● **Conjunto de tarefas**:
1. No texto do blog, quanto do novo livro já estava pronto depois das quatro horas de trabalho?
2. Prolongue o texto do blog a partir do ponto em que ele termina.

● **Texto do exercício**:
────

Jun 29, 2008

Livro novo no forno

Ontem vivi uma noite estranha. Após as oito horas de aula da especialização, em vez do costumeiro cansaço, cheguei em casa na pressa de organizar o novo projeto. Tive a idéia durante as aulas. Em "aperitivos & sobremesas", misturarei poemas mais ligados à tradição com alguns mais usados. Também decidi por dividir o livro em subtítulos segundo um cerimonial de jantar - um pouco à mineira - sem, obviamente, o prato principal, que o título apaga. O resultado foi que passei quatro horas e já tenho cerca de 80% do livro terminado. Ao menos o primeiro fim, que costuma andar bem distante do último. Como são todos os primeiros fins, de suas contrapartes maiores. A noite, da morte. Os olhos, do beijo. Calei uma série de metonímias.

o rio

nunca gostei de dois
sou um

corpo
baixo
fraco

larguei o catecismo nos estudos da trindade
a tudo que me juntei
coisa gente ou lugar
veio a morte
uma

depois da idade restar-me
senhor absoluto
vi minha neta apontar o córrego
e fazer barulho de s

s
s

abri um sorriso açude

que falta faria às coisas
o consolo de haver mais uma

ói vô
o rio

o sorriso seria o rio


("aperitivos & sobremesas", em "pães de queijo com manteiga", Guto Leite, não editado)

Jun 27, 2008

Apresentação do Júlio César



Apesar de um monte de assuntos supostamente mais importantes, depois destes muitos e saudosos dias de distância, prefiro postar o despretensioso personagem que criei com um amigo e só agora ele teve a idéia de batermos fotos e mantermos versões eletrônicas de nossa brincadeira. Espero que gostem da maladrangem sabotada e cítrica do nosso personagem. Muita arte a todos neste fim de sexta! Que haja todo o artifício para dar gosto à vida!

Jun 17, 2008

Preto-e-branco


Quem deseja somente a leitura lírica, sem o esbravejo, pode pular os parágrafos abaixo.

Se tem algo que me tira totalmente do sério é racismo. Não digo o racismo em pidas. Fazem piada de tudo, ajuda a lidar com o medo e com a culpa: não procuro pêlo em ovo, nem tiro, se o encontro. Também não me refiro ao racismo em expressões usuais. Se "escurecer o conceito" é racismo, "deu um branco" também é. Falo sobre o racismo em silêncio, no ceder espaço na rua, nos olhos de soslaio, na piedade (meu Deus, quanto racismo há na piedade!) na difenciação de um ser humano pra outro pela diferença de pele. Chego a preferir tristemente o jovem que diz a expressão nojenta "coisa de preto" ao velho que olha por cima dos óculos curtos e resmunga.

É estrondoso pensar que só nos demos conta (nós, aqui, a raça branca) após a eugenia nazista. Ou seja, foi preciso surgir um louco que elevou o tom do discurso da maioria, que inclusive o elegeu, inicialmente, e fez uma das maiores barbaridades do século passado, para que nós (aqui como lá) começássemos a refletir a respeito. E grande parte de nós ainda continua pensando a respeito. Posto o poema abaixo, feito nessa semana, em homenagem ao meu avô paterno, homem bonito!

────

● **Informações fornecidas**:
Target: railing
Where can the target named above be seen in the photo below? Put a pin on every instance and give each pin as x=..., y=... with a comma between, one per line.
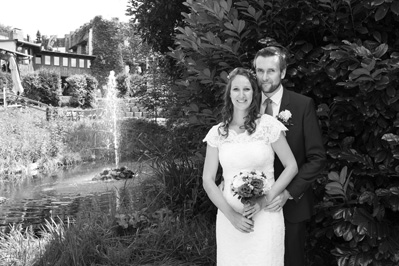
x=23, y=101
x=127, y=110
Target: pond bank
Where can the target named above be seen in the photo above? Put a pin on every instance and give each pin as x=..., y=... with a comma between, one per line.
x=62, y=193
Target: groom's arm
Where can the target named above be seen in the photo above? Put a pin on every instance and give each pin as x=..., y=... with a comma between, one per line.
x=314, y=153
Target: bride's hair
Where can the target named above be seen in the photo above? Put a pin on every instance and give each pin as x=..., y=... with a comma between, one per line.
x=228, y=108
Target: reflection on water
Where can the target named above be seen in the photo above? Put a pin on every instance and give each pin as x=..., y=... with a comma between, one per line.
x=60, y=194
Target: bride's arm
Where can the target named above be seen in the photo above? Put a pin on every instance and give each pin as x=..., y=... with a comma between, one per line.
x=211, y=165
x=287, y=158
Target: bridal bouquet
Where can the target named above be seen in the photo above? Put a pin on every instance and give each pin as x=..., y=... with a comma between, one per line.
x=249, y=185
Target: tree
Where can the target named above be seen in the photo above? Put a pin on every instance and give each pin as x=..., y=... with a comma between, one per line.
x=107, y=46
x=5, y=30
x=343, y=54
x=157, y=21
x=38, y=37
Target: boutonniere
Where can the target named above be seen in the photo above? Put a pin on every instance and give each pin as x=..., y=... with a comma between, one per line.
x=285, y=117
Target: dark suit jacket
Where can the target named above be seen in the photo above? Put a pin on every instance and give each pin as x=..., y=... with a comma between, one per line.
x=305, y=139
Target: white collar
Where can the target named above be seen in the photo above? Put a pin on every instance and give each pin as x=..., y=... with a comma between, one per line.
x=276, y=97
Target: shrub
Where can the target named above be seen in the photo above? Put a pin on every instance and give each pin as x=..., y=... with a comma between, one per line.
x=81, y=88
x=26, y=138
x=122, y=84
x=344, y=55
x=43, y=85
x=5, y=81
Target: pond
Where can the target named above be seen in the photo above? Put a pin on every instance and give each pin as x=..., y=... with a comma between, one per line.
x=61, y=194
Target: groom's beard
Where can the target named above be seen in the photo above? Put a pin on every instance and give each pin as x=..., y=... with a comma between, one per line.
x=269, y=88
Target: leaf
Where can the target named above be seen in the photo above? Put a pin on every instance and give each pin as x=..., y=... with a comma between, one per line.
x=381, y=50
x=207, y=72
x=194, y=107
x=395, y=7
x=251, y=11
x=358, y=72
x=342, y=175
x=241, y=26
x=307, y=47
x=377, y=2
x=337, y=55
x=229, y=26
x=377, y=36
x=333, y=176
x=391, y=91
x=381, y=12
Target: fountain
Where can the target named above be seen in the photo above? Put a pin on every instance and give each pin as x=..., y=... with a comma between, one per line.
x=112, y=107
x=112, y=111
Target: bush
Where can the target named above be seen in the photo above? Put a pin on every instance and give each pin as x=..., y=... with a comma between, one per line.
x=81, y=88
x=122, y=84
x=5, y=81
x=43, y=85
x=342, y=54
x=26, y=138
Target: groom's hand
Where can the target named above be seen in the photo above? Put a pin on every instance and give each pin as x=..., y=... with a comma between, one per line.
x=278, y=202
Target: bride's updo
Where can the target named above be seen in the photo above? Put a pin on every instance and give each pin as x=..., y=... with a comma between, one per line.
x=228, y=108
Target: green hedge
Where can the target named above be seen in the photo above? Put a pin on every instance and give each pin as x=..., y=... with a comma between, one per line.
x=43, y=85
x=82, y=89
x=343, y=54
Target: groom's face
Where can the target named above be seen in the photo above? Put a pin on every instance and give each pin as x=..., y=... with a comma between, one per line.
x=268, y=73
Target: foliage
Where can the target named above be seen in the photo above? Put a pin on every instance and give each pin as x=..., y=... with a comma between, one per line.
x=107, y=46
x=136, y=52
x=43, y=85
x=148, y=137
x=141, y=231
x=5, y=81
x=5, y=30
x=123, y=84
x=157, y=20
x=26, y=138
x=344, y=55
x=81, y=88
x=154, y=90
x=20, y=246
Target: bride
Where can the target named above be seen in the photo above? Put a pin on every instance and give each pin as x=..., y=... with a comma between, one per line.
x=245, y=140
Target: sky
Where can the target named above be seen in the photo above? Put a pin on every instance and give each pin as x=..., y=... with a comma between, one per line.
x=56, y=17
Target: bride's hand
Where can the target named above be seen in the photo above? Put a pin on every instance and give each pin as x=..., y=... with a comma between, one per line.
x=241, y=223
x=251, y=209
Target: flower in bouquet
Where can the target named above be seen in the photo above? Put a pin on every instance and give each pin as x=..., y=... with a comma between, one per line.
x=249, y=185
x=285, y=117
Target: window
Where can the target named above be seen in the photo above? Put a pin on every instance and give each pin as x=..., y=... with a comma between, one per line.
x=64, y=61
x=38, y=60
x=47, y=60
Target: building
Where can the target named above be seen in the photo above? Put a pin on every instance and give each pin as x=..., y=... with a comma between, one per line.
x=32, y=56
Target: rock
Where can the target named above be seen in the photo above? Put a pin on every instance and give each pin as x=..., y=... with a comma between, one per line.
x=2, y=200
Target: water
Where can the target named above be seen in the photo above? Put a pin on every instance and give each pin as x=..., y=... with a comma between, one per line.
x=61, y=194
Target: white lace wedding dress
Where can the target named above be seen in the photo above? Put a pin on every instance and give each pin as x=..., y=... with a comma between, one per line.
x=237, y=152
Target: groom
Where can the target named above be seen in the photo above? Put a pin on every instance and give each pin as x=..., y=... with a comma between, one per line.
x=304, y=138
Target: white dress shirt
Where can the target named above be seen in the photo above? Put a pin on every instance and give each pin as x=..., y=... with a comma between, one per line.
x=276, y=98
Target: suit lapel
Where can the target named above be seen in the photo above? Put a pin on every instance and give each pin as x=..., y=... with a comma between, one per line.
x=285, y=100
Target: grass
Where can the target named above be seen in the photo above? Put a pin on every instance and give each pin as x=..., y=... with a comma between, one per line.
x=138, y=229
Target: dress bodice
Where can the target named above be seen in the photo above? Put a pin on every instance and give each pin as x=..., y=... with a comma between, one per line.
x=237, y=152
x=244, y=151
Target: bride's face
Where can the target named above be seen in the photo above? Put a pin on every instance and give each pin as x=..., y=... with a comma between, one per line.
x=241, y=92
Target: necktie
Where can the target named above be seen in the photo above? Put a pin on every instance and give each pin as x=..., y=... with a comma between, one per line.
x=268, y=106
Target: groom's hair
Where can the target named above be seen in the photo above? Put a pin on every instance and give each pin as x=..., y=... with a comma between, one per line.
x=272, y=51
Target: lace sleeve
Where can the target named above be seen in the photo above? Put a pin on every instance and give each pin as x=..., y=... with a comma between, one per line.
x=272, y=128
x=213, y=138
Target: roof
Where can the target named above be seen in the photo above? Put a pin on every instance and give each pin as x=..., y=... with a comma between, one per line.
x=67, y=54
x=14, y=52
x=28, y=43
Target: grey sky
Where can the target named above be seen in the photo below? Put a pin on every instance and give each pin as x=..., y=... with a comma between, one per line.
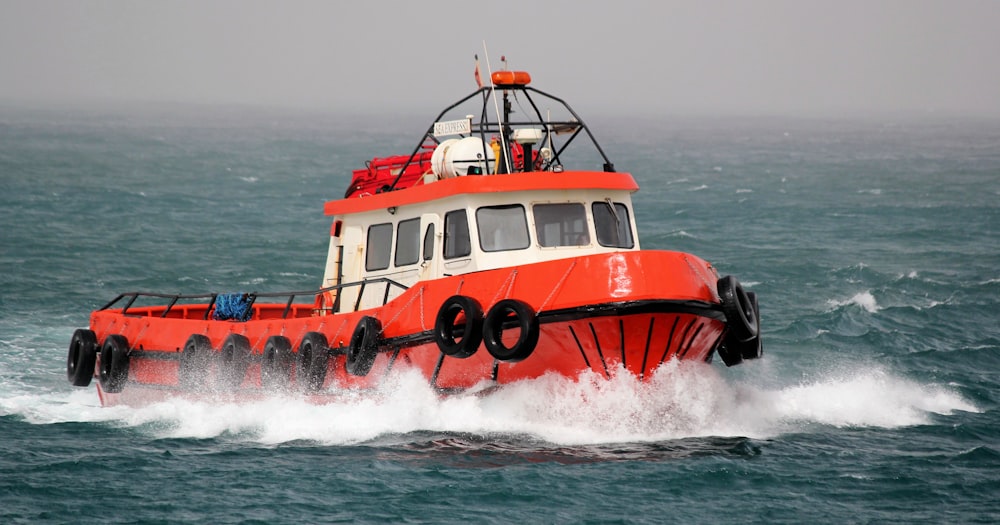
x=770, y=57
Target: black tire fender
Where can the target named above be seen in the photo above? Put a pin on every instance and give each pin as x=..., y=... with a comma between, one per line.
x=82, y=357
x=114, y=363
x=232, y=361
x=276, y=363
x=364, y=346
x=460, y=340
x=311, y=361
x=741, y=318
x=192, y=371
x=506, y=314
x=754, y=349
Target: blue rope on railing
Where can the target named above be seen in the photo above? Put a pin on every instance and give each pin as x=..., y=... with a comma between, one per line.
x=235, y=306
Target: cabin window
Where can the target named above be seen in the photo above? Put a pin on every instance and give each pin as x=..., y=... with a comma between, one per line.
x=407, y=242
x=429, y=242
x=379, y=246
x=614, y=229
x=456, y=235
x=502, y=228
x=563, y=224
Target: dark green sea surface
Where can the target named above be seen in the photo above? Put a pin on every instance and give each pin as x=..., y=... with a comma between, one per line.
x=873, y=245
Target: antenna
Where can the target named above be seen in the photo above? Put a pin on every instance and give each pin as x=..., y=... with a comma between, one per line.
x=496, y=107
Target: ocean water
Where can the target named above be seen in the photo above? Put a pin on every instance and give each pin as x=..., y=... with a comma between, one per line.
x=873, y=245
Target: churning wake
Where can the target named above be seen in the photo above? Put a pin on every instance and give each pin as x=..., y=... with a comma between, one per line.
x=682, y=400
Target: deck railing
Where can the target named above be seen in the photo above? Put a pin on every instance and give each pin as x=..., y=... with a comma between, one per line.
x=171, y=300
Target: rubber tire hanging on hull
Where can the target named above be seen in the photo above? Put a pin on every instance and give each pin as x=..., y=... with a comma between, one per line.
x=461, y=340
x=114, y=363
x=232, y=361
x=276, y=363
x=364, y=346
x=742, y=338
x=192, y=372
x=82, y=357
x=753, y=349
x=741, y=318
x=311, y=362
x=505, y=314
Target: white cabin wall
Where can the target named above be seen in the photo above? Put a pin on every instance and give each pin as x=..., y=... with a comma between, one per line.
x=354, y=236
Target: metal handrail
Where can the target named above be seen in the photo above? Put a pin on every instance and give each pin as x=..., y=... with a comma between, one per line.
x=172, y=299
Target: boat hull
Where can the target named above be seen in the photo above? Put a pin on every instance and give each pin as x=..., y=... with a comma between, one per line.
x=607, y=314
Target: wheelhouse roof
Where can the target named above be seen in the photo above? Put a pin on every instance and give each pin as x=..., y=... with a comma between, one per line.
x=478, y=184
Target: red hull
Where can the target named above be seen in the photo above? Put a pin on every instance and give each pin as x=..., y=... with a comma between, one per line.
x=597, y=313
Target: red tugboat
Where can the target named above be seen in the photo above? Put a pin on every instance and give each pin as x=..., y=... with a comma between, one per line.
x=482, y=257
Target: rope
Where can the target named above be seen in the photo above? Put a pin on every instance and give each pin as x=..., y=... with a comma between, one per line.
x=235, y=306
x=557, y=286
x=508, y=283
x=405, y=306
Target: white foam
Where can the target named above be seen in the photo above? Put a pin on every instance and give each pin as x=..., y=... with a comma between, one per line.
x=681, y=400
x=863, y=299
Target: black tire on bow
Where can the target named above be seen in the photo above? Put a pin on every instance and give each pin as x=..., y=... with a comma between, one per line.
x=364, y=346
x=311, y=362
x=505, y=315
x=82, y=357
x=232, y=361
x=114, y=363
x=459, y=340
x=192, y=371
x=741, y=319
x=276, y=363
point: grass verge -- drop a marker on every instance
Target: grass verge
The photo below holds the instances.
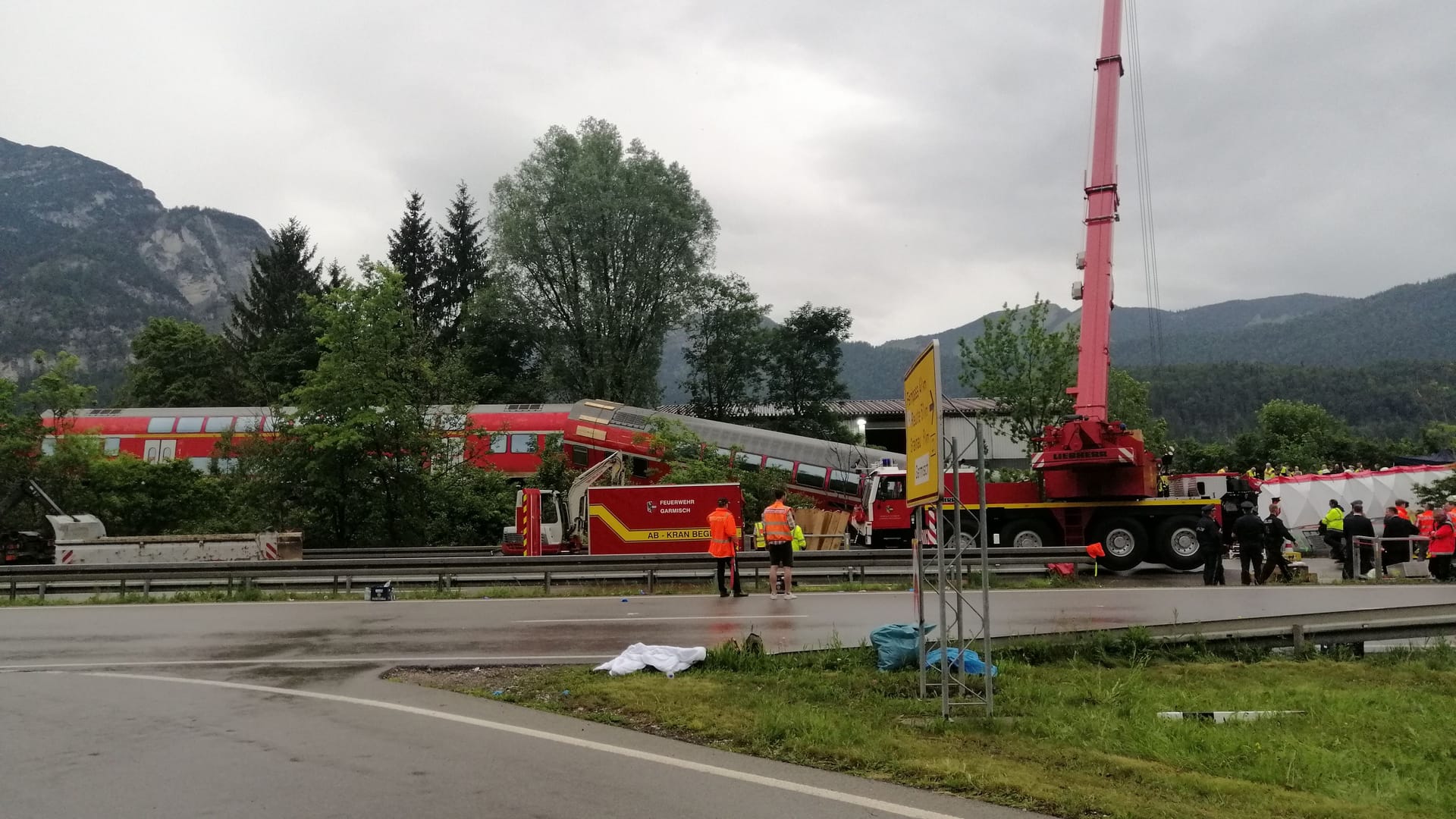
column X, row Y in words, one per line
column 1076, row 733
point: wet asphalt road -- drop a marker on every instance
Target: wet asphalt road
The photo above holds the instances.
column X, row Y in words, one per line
column 577, row 630
column 324, row 736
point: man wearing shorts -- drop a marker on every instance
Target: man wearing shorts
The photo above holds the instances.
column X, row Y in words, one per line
column 778, row 532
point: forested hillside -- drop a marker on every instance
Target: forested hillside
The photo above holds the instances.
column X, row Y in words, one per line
column 1216, row 401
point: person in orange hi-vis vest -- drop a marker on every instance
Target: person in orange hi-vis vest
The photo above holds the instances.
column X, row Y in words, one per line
column 723, row 531
column 1443, row 544
column 778, row 531
column 1424, row 523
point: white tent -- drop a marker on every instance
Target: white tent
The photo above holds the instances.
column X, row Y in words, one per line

────

● **Respostas**:
1. Cerca de 80% do livro.

2.
Preto-e-branco

os velhos nunca posam com orgulho
menos os velhos pretos

com suas vestes preservadas
suas tabuletas de preço
seus tecidos coloridos
seus olhos sujos de ferro
com chapéus expatriados
dando contorno à cabeça

as cerâmicas cor da pele
quando espatifam se enterram

os jovens pretos que posam
com o medo branco dos velhos

p.s.: desculpem-me os mais sensíveis pela charge, também me embrulha o estômago.
p.s.2: após esse descarrego, viajo por dez dias, a um festival e a Sampa. Devo me afastar um tanto deste espaço. Muita arte a todos que o dividem comigo!

Jun 14, 2008

Um poema porto-alegrense (dois)

Versão "definitiva":
O porto

minha cidade é o arquipélago
que surge do estuário
− digo minha por preguiça −
do fósforo gasto da usina
ao frio agarrado aos morros
minha ilha se estende

se acaso singro o quadrante
milha além dessas linhas
naufrago na polidez
se salvo preso aos escombros
da ilha antagônica
sofro as correntes marítimas

ser estrangeiro é esperar pela praia


Piá

minha cidade é o arquipélago
que surge do estuário
− digo minha por preguiça −
do fósforo gasto da usina
ao frio agarrado aos morros
minha ilha se estende

se acaso singro o contorno
um tanto além dessas linhas
naufrago na polidez
se salvo preso aos escombros
da ilha antagônica
sofro as correntes marítimas

ser estrangeiro é esperar pela praia

Jun 12, 2008

O Dia de Valentino

Em homenagem ao Dia de Valentino (que obviamente acho uma estupidez, mas me reconheço minoria), posto dois poemas do "Poemas Lançados Fora" (7Letras, 2007). Gosto bastante do primeiro deles por um motivo bem simples: tem dias que o acho completo, tem dias que o acho medíocre. Nessa oscilação de algo posto reside uma graça que me encanta. Um bom Dia de Valentino a todos que discordam de mim! (post scriptum antes: o blog não me permite reproduzir a forma exata dos poemas, sugere "O maior arranjo do mundo" e mutila "Os botões da rua Augusta")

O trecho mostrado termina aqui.